Supplied information:

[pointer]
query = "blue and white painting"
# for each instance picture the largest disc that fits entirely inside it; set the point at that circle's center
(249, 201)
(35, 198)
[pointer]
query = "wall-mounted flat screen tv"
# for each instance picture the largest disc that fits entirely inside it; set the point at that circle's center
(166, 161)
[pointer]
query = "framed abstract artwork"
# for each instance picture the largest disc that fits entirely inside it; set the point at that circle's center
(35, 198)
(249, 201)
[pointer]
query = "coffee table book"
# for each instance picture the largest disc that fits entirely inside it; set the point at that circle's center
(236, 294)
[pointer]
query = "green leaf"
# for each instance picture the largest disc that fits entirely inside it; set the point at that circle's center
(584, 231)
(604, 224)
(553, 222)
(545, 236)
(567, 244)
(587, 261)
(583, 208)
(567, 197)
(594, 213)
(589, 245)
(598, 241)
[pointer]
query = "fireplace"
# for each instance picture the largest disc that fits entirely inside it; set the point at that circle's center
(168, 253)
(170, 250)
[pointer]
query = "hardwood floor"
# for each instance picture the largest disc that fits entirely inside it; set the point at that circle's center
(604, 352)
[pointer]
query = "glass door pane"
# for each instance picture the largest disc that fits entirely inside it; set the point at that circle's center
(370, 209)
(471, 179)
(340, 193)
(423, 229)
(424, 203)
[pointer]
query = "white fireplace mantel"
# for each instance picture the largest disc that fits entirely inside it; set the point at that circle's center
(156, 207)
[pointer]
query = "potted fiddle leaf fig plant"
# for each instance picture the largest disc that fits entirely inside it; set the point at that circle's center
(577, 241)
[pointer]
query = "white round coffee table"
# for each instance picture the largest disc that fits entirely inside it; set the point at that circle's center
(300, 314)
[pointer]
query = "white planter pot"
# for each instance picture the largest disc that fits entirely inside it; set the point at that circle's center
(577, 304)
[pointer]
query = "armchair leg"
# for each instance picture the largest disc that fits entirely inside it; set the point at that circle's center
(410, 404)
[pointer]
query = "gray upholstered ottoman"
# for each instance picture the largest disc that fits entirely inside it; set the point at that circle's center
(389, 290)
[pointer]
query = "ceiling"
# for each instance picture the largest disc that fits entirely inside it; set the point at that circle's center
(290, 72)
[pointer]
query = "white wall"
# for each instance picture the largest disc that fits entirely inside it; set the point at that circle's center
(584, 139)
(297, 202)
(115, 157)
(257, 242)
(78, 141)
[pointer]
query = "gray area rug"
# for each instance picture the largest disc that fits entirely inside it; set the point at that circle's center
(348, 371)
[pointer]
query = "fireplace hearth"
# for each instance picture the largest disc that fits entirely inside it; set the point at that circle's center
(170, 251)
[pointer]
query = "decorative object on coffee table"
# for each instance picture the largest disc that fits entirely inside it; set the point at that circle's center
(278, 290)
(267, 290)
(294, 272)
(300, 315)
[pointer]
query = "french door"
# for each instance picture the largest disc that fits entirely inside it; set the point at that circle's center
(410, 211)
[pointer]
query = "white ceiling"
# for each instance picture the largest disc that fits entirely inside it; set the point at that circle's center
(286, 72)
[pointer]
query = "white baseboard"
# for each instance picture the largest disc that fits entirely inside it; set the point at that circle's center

What you will do: Locate every line in the entries above that contains the word "leaf" and copy each one. Case counts.

Full answer:
query = "green leaf"
query = "potted fiddle leaf fig plant"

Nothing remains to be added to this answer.